◆ **Tasks to perform**
1. Answer each question about the page on rooted trees on its own line.
(a) What in-degree condition makes a directed tree a rooted tree?
(b) Which nodes are called external nodes?
(c) How is the depth of a node defined?
2. Continue the page on rooted trees from the point where it stops.

— Start of Source excerpt —

## 8.201 Rooted trees

• Rooted Trees

• A rooted tree is a directed tree with a distinguished vertex \$r4, called a root. Such that, for every vertex v there is a directed path from r to v.

• A directed tree is represented as a rooted tree if and only if one vertex has in-degree 0 whereas all other vertices have in-degree 1.

• Terminology of rooted trees.
• In the image above:
• A is the root of the tree.
• B is called the parent of D.
• E and F are the children of D.
• B and A are ancestors of E and F (E and F are siblings)
• B and D are called internal nodes.
• C, E and F are called external nodes.
• Depth and height in a tree
• Depth or path length of a node in a tree is the number of edges from root to that node.

• Height of a node in a tree is the longest path from that node to the leaf.

• The depth or the height of a tree is the maximum path length across all nodes.
• The depth (height) of this tree is 4.

— End of Source excerpt —
— Start of Given information —

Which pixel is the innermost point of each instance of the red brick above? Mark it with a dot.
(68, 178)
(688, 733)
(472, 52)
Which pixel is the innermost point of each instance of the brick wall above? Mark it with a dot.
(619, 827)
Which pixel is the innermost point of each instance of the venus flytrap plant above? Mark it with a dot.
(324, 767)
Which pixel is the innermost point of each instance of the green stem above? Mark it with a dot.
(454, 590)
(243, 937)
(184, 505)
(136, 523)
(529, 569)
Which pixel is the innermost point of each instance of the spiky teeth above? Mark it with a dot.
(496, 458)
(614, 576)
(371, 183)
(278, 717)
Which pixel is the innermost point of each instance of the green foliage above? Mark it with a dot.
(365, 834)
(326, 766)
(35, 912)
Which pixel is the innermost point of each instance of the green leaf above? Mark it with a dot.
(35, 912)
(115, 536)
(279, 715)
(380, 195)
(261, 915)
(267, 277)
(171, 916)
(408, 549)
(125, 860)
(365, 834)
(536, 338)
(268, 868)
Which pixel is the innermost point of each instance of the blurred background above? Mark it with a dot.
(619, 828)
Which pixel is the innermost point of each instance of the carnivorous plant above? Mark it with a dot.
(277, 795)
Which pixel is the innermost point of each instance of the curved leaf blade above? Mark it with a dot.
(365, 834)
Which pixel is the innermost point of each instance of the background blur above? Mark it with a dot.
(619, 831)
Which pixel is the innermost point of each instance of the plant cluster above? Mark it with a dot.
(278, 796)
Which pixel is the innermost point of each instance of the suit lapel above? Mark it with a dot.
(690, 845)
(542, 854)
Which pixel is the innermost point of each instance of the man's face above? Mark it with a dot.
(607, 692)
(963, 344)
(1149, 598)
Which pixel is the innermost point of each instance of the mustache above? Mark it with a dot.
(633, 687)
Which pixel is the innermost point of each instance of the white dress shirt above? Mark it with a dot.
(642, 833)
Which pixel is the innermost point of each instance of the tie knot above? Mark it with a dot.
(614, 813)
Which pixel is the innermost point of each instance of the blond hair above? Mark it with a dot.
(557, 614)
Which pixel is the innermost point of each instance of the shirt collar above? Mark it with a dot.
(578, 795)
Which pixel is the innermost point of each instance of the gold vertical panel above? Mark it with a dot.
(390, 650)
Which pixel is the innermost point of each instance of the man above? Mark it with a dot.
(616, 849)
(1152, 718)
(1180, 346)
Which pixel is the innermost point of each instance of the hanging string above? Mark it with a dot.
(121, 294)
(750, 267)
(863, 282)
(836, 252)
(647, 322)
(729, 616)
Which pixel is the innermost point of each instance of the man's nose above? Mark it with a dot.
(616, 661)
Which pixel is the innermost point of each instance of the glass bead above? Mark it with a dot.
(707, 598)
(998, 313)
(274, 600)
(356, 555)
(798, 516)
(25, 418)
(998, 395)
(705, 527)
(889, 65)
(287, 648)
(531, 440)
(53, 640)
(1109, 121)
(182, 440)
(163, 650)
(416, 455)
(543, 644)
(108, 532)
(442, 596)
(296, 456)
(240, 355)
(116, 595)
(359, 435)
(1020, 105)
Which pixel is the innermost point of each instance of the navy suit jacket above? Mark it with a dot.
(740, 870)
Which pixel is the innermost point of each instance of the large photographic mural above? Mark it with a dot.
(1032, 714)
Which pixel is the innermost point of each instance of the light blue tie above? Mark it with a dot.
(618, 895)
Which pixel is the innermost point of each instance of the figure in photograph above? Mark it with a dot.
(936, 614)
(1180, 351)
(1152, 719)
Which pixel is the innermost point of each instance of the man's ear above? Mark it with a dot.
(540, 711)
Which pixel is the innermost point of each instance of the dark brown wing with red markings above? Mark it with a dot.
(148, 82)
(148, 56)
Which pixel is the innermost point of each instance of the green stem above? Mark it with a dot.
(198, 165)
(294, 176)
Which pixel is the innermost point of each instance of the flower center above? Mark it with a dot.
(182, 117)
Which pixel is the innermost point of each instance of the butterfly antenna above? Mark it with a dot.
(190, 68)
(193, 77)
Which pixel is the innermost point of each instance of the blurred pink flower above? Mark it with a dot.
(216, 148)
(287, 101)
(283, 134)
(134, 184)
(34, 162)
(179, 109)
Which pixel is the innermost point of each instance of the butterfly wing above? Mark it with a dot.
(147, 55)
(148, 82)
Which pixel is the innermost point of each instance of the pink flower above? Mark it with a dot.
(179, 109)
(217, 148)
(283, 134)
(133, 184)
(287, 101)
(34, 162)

— End of Given information —

◆ **Responses per task**
1.
(a) One vertex has in-degree 0, and all other vertices have in-degree 1.
(b) C, E and F.
(c) It is the number of edges from the root to that node.

2.
• Special trees
• Binary tree is a rooted tree in which every vertex has 2 or fewer children.

• Ternary tree is a rooted tree in which every vertex has 3 or fewer children.

• m-ary tree is a rooted tree in which every vertex has m or fewer children.
• Regular rooted trees
• A regular m-ary tree is regular if everyone of its node has exactly m children.

• Properties
• m-ary tree has at most $m^h$ vertices as level h.

• Isomorphic Trees

• 2 trees $T_1$ and $T_2$ are isomorphic if there is a bijection: $f: V(T_1) \rightarrow V(T_2)$ which preserves adjacency and non-adjacency.
• That is, if uv is an edge in $E(T_1)$ and $f(u)f(v)$ is in $E(T_2)$
• Notation
• $T_1 \cong T_2$ means that $T_1$ and $T_2$ are isomorphic.
• Example

• Properties

• The properties of graphs also apply to trees.
• 2 trees with different degree sequences are not isomorphic.
• 2 trees with the same degree sequence are not necessarily isomorphic.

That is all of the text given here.